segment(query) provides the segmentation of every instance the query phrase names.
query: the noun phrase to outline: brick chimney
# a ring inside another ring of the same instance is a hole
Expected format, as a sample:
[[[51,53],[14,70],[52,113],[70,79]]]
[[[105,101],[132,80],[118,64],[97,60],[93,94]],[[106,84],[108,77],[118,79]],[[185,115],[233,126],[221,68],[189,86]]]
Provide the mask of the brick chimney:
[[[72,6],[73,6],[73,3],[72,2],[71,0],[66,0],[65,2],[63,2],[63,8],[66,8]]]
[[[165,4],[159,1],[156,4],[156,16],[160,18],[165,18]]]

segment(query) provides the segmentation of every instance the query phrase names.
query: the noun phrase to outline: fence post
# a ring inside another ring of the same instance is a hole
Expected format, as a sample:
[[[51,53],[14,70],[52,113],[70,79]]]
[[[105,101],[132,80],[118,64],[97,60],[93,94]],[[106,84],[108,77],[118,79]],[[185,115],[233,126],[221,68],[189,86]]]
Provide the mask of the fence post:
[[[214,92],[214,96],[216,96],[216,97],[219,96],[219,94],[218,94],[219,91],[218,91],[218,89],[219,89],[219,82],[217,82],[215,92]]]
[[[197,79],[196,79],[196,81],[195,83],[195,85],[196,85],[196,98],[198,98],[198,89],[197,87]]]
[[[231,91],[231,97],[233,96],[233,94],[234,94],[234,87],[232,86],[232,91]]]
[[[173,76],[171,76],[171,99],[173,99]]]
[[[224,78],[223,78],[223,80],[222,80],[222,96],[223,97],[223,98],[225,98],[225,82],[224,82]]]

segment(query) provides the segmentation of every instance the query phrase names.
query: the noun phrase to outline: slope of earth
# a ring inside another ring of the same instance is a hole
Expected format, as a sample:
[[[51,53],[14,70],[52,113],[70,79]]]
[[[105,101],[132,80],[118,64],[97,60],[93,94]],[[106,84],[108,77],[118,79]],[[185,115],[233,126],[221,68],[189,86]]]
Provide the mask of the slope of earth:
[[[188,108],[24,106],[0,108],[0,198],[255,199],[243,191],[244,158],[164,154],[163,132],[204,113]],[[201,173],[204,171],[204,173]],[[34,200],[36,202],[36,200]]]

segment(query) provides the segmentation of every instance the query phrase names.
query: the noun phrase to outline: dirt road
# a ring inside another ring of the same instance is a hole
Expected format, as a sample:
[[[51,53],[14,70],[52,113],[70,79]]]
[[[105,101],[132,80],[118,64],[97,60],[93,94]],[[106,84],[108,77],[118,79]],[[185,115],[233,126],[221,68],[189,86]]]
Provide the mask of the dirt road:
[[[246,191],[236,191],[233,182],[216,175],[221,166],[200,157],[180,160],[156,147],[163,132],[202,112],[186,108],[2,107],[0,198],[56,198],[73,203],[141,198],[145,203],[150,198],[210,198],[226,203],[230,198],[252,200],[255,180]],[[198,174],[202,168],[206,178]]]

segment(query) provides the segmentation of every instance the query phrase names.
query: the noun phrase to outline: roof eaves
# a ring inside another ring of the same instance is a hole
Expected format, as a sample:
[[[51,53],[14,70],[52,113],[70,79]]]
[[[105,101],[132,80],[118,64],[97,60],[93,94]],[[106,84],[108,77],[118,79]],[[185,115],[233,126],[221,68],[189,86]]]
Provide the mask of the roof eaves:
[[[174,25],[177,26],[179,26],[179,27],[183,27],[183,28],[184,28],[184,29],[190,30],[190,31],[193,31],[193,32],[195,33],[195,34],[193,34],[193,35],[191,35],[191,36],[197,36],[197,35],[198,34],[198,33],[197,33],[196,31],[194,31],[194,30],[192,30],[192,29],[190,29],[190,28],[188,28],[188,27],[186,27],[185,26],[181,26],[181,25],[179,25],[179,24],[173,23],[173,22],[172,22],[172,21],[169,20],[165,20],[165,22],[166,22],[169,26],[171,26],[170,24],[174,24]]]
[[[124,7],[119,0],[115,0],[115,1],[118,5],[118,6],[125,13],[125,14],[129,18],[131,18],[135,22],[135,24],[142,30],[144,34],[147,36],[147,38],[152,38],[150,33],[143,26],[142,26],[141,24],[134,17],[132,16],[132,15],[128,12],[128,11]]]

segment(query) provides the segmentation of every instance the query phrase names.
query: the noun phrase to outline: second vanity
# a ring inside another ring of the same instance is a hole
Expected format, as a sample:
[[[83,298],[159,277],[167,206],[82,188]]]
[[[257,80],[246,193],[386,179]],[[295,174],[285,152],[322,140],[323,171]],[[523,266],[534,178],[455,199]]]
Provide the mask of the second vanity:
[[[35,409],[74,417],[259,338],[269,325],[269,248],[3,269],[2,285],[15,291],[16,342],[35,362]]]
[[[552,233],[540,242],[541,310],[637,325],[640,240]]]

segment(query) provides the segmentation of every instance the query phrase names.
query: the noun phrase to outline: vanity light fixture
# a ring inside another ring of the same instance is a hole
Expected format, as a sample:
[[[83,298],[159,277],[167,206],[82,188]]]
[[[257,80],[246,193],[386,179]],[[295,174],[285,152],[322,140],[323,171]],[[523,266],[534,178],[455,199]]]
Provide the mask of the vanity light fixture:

========

— TASK GOAL —
Rewrite all of the material above with every "noun phrase" changed to "search term" and nothing else altered.

— RESULT OF THIS TASK —
segment(query) provides the segmentation of every instance the query phrase names.
query: the search term to outline: brick chimney
# a ring inside another ring of the same instance is a hole
Expected format, as a sample:
[[[51,53],[14,70],[52,113],[70,79]]]
[[[105,101],[132,80],[118,64],[97,60],[93,94]],[[106,84],[108,77],[118,79]],[[185,115],[233,126],[221,68],[189,86]]]
Provide the mask of the brick chimney:
[[[72,6],[73,6],[73,3],[72,2],[71,0],[66,0],[65,2],[63,2],[63,8],[66,8]]]
[[[165,4],[159,1],[156,4],[156,16],[160,18],[165,18]]]

segment(query) provides the segmentation of every instance the query phrase names.
query: the search term to outline: fence post
# a ring inside another ring of the same instance is a hole
Expected format, as a sample:
[[[51,53],[14,70],[52,113],[70,79]]]
[[[105,101],[132,80],[118,64],[97,60],[93,94]],[[106,84],[108,77],[118,79]],[[185,115],[233,126],[221,68],[189,86]]]
Provide the mask of the fence post:
[[[214,92],[214,96],[216,96],[216,97],[219,96],[219,94],[218,94],[219,91],[218,91],[218,89],[219,89],[219,82],[217,82],[215,92]]]
[[[197,79],[196,79],[196,81],[195,83],[195,85],[196,85],[196,98],[198,98],[198,89],[197,87]]]
[[[231,91],[231,97],[233,96],[233,94],[234,94],[234,87],[232,86],[232,91]]]
[[[173,76],[171,76],[171,99],[173,99]]]
[[[224,78],[223,78],[223,80],[222,80],[222,96],[223,97],[223,98],[225,98],[225,82],[224,82]]]

segment(query) provides the segmentation of every instance the query phrase names.
query: the search term to outline: slope of earth
# a ring inside another ring of the same instance is a hole
Expected format, as a sample:
[[[51,53],[14,70],[52,113],[70,79]]]
[[[105,101],[132,80],[118,64],[97,60],[93,94]],[[106,84],[108,77],[118,79]],[[185,115],[233,126],[221,68],[189,86]]]
Provide the mask of the slope of earth:
[[[188,108],[24,106],[0,108],[0,198],[255,199],[243,191],[244,158],[164,154],[163,132],[204,113]],[[201,173],[204,171],[204,173]],[[34,200],[36,202],[36,200]]]

segment(query) provides the segmentation of every instance the query phrase names.
query: the search term to outline: dirt road
# a ring inside another ring of the same instance is a hole
Expected format, as a sample:
[[[51,53],[14,70],[52,113],[70,79]]]
[[[105,101],[132,80],[118,64],[97,60],[93,94]],[[106,84],[108,77],[118,79]],[[185,115],[233,126],[221,68],[189,86]]]
Provide the mask of the dirt road:
[[[246,191],[236,191],[233,182],[216,175],[221,166],[200,157],[180,160],[156,147],[163,132],[202,112],[186,108],[2,107],[0,198],[56,198],[73,203],[141,198],[145,203],[150,198],[210,198],[226,203],[230,198],[252,200],[255,180]],[[198,174],[202,168],[206,178]]]

segment(query) provides the segmentation of every instance the query phrase names.
query: the search term to outline: roof eaves
# a ring inside another ring of the same instance is a hole
Expected format, as a sample:
[[[51,53],[14,70],[52,113],[70,79]]]
[[[105,101],[132,80],[118,64],[97,60],[93,94]],[[106,84],[108,77],[118,79]],[[185,115],[233,126],[221,68],[189,86]]]
Provide the mask of the roof eaves:
[[[174,25],[177,26],[179,26],[179,27],[183,27],[183,28],[184,28],[184,29],[190,30],[190,31],[193,31],[193,32],[195,33],[195,34],[193,34],[193,35],[191,35],[191,36],[197,36],[197,35],[198,34],[198,33],[197,33],[196,31],[194,31],[194,30],[192,30],[192,29],[190,29],[190,28],[188,28],[188,27],[186,27],[185,26],[181,26],[181,25],[179,25],[179,24],[173,23],[173,22],[172,22],[172,21],[169,20],[165,20],[165,22],[166,22],[169,26],[171,26],[170,24],[174,24]]]
[[[124,7],[119,0],[115,0],[115,1],[118,5],[118,6],[125,13],[125,14],[129,18],[131,18],[135,22],[135,24],[142,30],[144,34],[147,36],[147,38],[152,38],[150,33],[143,26],[142,26],[141,24],[134,17],[132,16],[132,15],[128,12],[128,11]]]

segment(query) provides the segmentation of every instance the query phrase names.
query: the search term to outline: second vanity
# a ring inside another ring of the same instance is a hole
Expected format, as a sample:
[[[83,298],[159,277],[167,206],[82,188]]]
[[[257,80],[246,193],[386,179]],[[295,174],[285,152],[322,140],[323,171]],[[523,266],[534,178],[455,199]]]
Provide the mask of the second vanity:
[[[35,409],[74,417],[259,338],[269,325],[269,248],[3,269],[2,285],[15,291],[16,342],[35,362]]]
[[[552,233],[540,242],[541,310],[637,325],[640,240]]]

segment(query) provides the segmentation of every instance the query phrase names.
query: the search term to outline: vanity light fixture
# a ring inside another ring of the same instance is a hole
Expected format, as a sample:
[[[83,298],[159,277],[167,206],[82,188]]]
[[[257,80],[246,193],[386,179]],[[295,174],[285,152],[322,140],[323,171]],[[523,266],[534,178],[455,199]]]
Provide the mask of the vanity light fixture:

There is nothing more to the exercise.